Solve state budget crisis by fueling job creation
The Washington Legislature will convene Nov. 28 to try to fill a $2 billion shortfall. The ranking House minority leader, Rep. Richard DeBolt, says the House Republican caucus will not support tax increases and proposes a series of measures to fuel job growth.
Special to The Times
WITH each new dire revenue forecast, state lawmakers engage in a new round of hand-wringing over the same choices: Do we cut spending or raise taxes? Do we try to keep every state program on life support, or do we adopt meaningful reforms and eliminate those programs state government can no longer afford? Washington lawmakers will be wrestling with these questions yet again on Nov. 28 when they return for a special session to correct another state budget shortfall.
House Republicans have been clear on our budget principles. We believe the Legislature should re-establish the priorities of government, focus on education, public safety and services for the most vulnerable, and balance the budget without raising taxes. That will continue to be our approach until we are certain we have found every efficiency in state government.
Real fiscal discipline is needed, but it addresses only the symptoms of a much larger problem. For too long, the Legislature has ignored the factors contributing to this economic downturn. When it comes to generating tax revenue, state government is its own worst enemy.
The state needs to get the weight of big government off the backs of employers and working families. We need to unleash the power of the private sector to create jobs and get Washington working again. A healthy economy will enhance the prosperity of working people and generate more revenue for state and local government. This is a vastly better approach than trying to raise taxes on people when they can least afford it.
So when lawmakers convene in November, we propose to balance the budget within existing revenues and adopt a multifaceted jobs-creation package for Washington.
The governor has said job creation can wait until the regular session in January. House Republicans say it can't. We've already waited too long.
House Republicans are asking for four job-creation reforms to be adopted by the Legislature. If enacted, along with a sustainable budget in the upcoming special session, the Legislature could forgo the 60-day regular session scheduled for January 2012. This would save taxpayers more than $1 million by keeping lawmakers home for the remainder of the year and give these four job-creation ideas a chance to work:
First, suspend state growth-management requirements in counties with significant and persistent unemployment. We shouldn't burden communities with the cost and encumbrance of controlling growth when none is occurring and when those regulations stand in the way of badly needed economic development.
Second, require permit decisions in 90 days. If agencies don't make a decision on a permit in 90 days, it would be granted. This would add certainty and eliminate unnecessary government delays to significantly stimulate economic activity. Let's free up those who are ready to put people to work.

- _WHAT THIS EXERCISE ASKS_
- a) From the op-ed on the state budget crisis, list the areas that House Republicans say the Legislature should focus on.
- b) Repeat the op-ed on the state budget crisis word for word from "Real fiscal discipline" up to and including "least afford it.".

- _RECORD EXCERPTS_
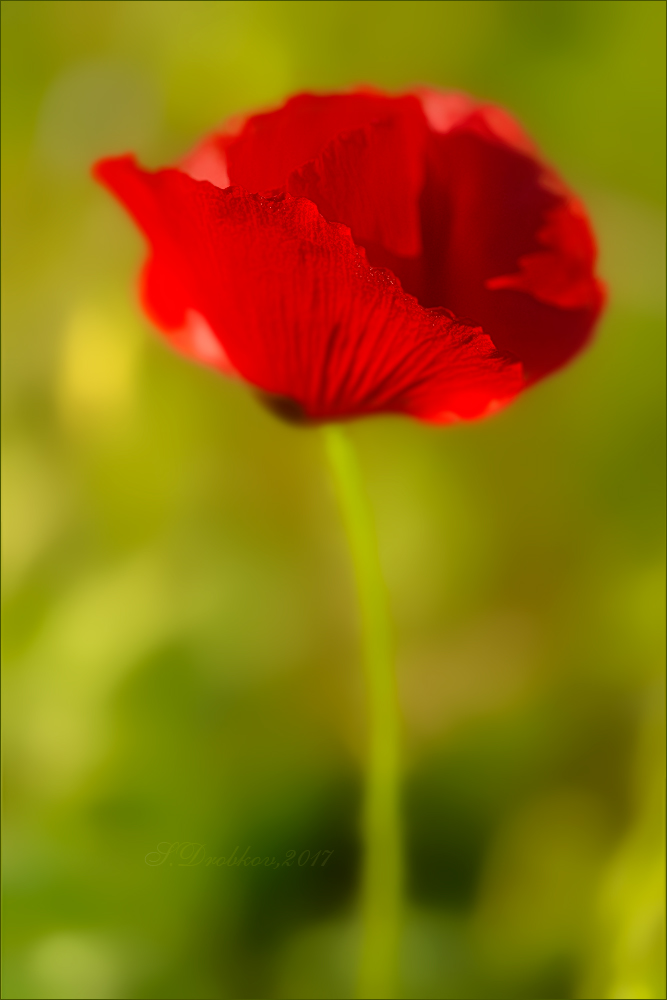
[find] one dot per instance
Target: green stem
(381, 822)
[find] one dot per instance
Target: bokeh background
(180, 631)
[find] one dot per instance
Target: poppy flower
(357, 253)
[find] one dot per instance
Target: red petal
(297, 308)
(504, 242)
(371, 178)
(270, 146)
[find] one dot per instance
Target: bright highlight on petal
(372, 254)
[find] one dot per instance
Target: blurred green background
(180, 631)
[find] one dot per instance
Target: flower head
(358, 253)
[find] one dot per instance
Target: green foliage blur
(180, 637)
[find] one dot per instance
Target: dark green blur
(181, 658)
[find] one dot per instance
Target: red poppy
(358, 253)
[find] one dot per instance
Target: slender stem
(381, 822)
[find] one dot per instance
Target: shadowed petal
(296, 307)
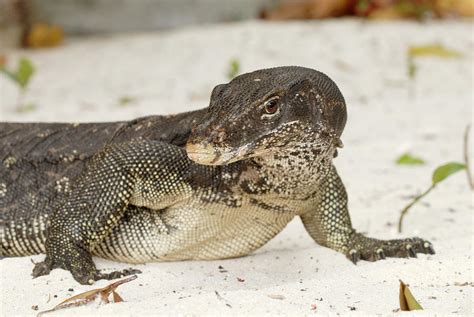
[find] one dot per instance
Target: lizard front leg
(329, 224)
(98, 201)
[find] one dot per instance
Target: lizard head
(268, 111)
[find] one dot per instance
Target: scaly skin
(258, 156)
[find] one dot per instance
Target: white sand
(388, 114)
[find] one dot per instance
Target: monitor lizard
(208, 184)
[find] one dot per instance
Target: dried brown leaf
(89, 296)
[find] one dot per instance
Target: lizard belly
(191, 230)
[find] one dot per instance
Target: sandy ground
(389, 113)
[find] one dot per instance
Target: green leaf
(437, 50)
(408, 159)
(126, 101)
(24, 71)
(234, 68)
(443, 171)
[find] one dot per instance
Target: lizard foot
(364, 248)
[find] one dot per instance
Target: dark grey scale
(211, 184)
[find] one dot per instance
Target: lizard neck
(294, 172)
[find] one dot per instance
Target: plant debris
(436, 50)
(222, 299)
(89, 296)
(408, 159)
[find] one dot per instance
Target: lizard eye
(271, 105)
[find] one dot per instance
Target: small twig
(466, 156)
(414, 201)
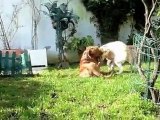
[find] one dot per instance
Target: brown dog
(89, 63)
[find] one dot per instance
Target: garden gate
(149, 64)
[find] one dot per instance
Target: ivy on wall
(109, 14)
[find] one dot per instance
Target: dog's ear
(108, 54)
(86, 54)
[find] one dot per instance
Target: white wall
(46, 34)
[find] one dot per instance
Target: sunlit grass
(61, 95)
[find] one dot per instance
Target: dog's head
(94, 51)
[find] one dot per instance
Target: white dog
(115, 53)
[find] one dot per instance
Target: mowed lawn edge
(62, 94)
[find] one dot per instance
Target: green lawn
(62, 95)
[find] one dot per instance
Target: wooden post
(6, 63)
(13, 66)
(0, 62)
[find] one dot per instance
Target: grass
(62, 95)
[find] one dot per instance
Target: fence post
(13, 67)
(0, 62)
(6, 63)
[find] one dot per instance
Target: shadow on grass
(71, 66)
(18, 95)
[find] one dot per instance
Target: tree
(148, 31)
(7, 33)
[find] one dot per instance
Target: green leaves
(77, 44)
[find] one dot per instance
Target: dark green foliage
(79, 44)
(111, 13)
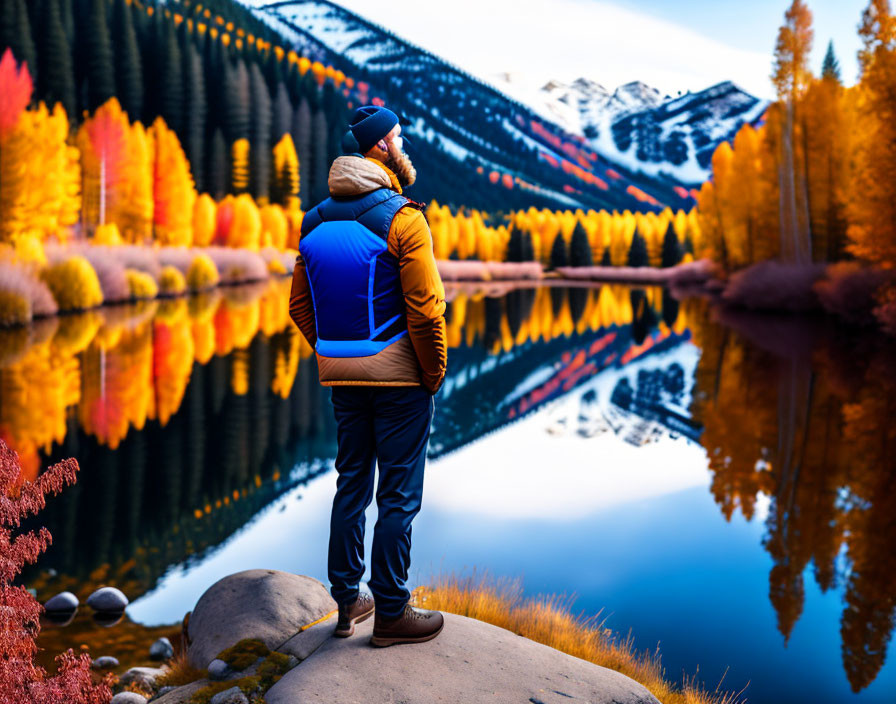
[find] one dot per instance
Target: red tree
(21, 680)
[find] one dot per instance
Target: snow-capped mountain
(479, 145)
(640, 127)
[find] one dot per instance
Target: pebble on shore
(107, 599)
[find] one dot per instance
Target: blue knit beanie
(370, 124)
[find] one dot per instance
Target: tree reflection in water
(802, 412)
(188, 417)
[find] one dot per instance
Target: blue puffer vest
(359, 307)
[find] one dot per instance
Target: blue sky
(673, 46)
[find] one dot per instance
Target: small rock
(63, 601)
(104, 663)
(141, 676)
(230, 696)
(107, 599)
(218, 669)
(161, 650)
(269, 605)
(128, 698)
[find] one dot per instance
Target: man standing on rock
(368, 297)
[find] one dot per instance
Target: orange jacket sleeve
(411, 241)
(301, 308)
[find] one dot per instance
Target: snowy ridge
(638, 127)
(636, 149)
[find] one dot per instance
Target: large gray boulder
(269, 605)
(63, 601)
(469, 661)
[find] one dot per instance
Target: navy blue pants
(388, 425)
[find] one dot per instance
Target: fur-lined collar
(352, 175)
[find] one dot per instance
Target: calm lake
(721, 485)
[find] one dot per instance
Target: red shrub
(21, 680)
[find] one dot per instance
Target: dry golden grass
(549, 620)
(180, 672)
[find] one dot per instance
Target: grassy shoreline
(550, 621)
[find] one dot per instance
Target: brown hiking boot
(359, 610)
(413, 626)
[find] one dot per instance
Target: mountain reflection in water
(191, 419)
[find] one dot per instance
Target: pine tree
(259, 135)
(15, 34)
(194, 114)
(218, 173)
(301, 137)
(172, 99)
(56, 77)
(830, 69)
(319, 164)
(637, 253)
(100, 70)
(282, 113)
(791, 77)
(236, 108)
(579, 248)
(128, 65)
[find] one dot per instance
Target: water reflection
(193, 419)
(803, 413)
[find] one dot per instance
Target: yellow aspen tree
(872, 231)
(39, 178)
(204, 220)
(174, 192)
(239, 166)
(103, 144)
(133, 209)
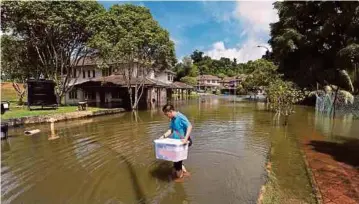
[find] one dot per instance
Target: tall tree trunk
(20, 93)
(334, 101)
(59, 99)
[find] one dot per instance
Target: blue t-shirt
(179, 124)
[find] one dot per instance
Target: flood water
(111, 159)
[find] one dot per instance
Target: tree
(260, 74)
(313, 39)
(56, 31)
(127, 37)
(197, 56)
(189, 80)
(282, 95)
(17, 64)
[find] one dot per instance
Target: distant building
(214, 83)
(208, 83)
(230, 84)
(108, 88)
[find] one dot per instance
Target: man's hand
(184, 141)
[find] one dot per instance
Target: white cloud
(255, 17)
(248, 51)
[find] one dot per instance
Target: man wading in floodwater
(180, 128)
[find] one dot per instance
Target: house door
(102, 97)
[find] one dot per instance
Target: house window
(107, 72)
(116, 94)
(90, 95)
(73, 94)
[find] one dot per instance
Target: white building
(106, 86)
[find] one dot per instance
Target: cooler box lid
(169, 141)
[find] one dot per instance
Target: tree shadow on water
(346, 152)
(140, 196)
(162, 171)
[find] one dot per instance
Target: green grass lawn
(9, 94)
(17, 112)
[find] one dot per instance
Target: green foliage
(52, 35)
(127, 37)
(260, 73)
(313, 39)
(221, 75)
(282, 95)
(189, 80)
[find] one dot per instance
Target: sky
(230, 29)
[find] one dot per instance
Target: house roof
(120, 81)
(208, 77)
(181, 85)
(169, 71)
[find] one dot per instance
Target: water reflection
(111, 158)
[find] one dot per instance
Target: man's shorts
(178, 165)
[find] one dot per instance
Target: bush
(282, 95)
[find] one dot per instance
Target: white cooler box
(171, 149)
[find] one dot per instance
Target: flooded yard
(110, 159)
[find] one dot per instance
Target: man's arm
(188, 133)
(166, 134)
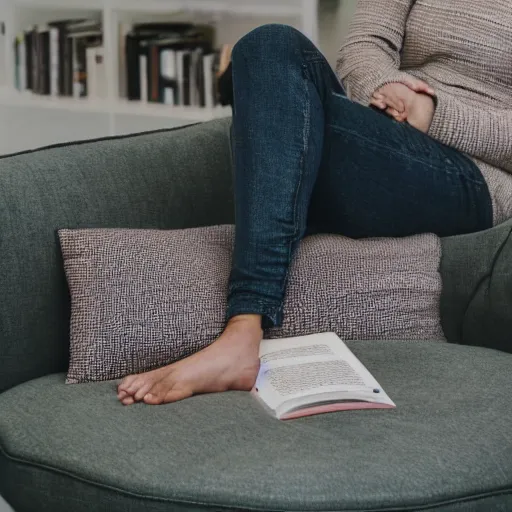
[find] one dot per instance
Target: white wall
(24, 127)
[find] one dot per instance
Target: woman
(433, 153)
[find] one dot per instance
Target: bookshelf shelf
(118, 107)
(115, 114)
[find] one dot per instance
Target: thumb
(417, 85)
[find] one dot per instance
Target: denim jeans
(308, 160)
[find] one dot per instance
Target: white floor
(4, 507)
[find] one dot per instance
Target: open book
(314, 374)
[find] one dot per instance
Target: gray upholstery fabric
(171, 179)
(476, 302)
(446, 446)
(145, 298)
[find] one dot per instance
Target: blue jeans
(309, 160)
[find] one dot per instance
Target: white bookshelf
(45, 120)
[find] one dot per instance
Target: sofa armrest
(162, 180)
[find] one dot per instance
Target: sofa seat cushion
(446, 447)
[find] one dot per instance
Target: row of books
(54, 58)
(168, 63)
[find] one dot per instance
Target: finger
(395, 103)
(142, 392)
(379, 104)
(398, 116)
(418, 85)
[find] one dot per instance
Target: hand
(411, 102)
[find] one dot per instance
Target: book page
(310, 366)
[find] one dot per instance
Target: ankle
(248, 323)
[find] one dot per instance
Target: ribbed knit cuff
(272, 314)
(363, 93)
(445, 123)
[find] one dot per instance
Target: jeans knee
(267, 41)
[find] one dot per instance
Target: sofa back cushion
(145, 298)
(169, 179)
(476, 303)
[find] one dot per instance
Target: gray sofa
(447, 446)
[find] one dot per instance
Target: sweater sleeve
(370, 56)
(480, 131)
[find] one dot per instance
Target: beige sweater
(462, 48)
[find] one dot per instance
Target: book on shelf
(169, 63)
(315, 374)
(51, 58)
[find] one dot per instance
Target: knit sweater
(463, 49)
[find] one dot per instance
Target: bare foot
(230, 363)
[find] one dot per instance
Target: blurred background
(81, 69)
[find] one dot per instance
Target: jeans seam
(446, 169)
(305, 138)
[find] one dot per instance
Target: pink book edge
(324, 409)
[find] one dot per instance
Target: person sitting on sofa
(414, 137)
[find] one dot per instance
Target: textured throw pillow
(144, 298)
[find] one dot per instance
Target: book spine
(76, 69)
(101, 73)
(23, 62)
(54, 61)
(124, 30)
(68, 63)
(180, 76)
(28, 58)
(44, 62)
(79, 68)
(154, 74)
(208, 80)
(16, 49)
(91, 72)
(35, 61)
(187, 59)
(133, 68)
(168, 76)
(143, 77)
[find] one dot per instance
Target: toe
(128, 400)
(142, 391)
(173, 395)
(125, 384)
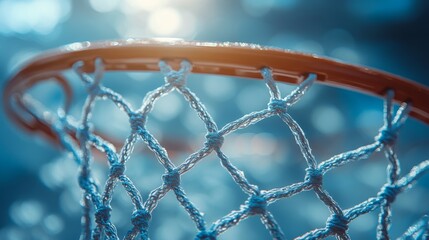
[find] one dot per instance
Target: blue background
(39, 197)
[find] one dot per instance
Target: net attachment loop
(141, 218)
(314, 176)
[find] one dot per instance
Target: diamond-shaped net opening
(97, 198)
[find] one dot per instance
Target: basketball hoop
(175, 60)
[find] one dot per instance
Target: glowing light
(346, 54)
(165, 21)
(219, 88)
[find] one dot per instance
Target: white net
(97, 199)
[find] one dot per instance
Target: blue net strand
(96, 200)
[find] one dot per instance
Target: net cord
(96, 201)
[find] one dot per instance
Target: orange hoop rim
(233, 59)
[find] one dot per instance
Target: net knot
(204, 235)
(137, 121)
(117, 170)
(277, 105)
(171, 179)
(214, 140)
(337, 223)
(314, 176)
(257, 204)
(141, 218)
(389, 193)
(386, 136)
(102, 215)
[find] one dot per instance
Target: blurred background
(38, 187)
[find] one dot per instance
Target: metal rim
(234, 59)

- _ANSWER SET_
- a)
- Education
- Public safety
- Services for the most vulnerable

- b)
Real fiscal discipline is needed, but it addresses only the symptoms of a much larger problem. For too long, the Legislature has ignored the factors contributing to this economic downturn. When it comes to generating tax revenue, state government is its own worst enemy.
The state needs to get the weight of big government off the backs of employers and working families. We need to unleash the power of the private sector to create jobs and get Washington working again. A healthy economy will enhance the prosperity of working people and generate more revenue for state and local government. This is a vastly better approach than trying to raise taxes on people when they can least afford it.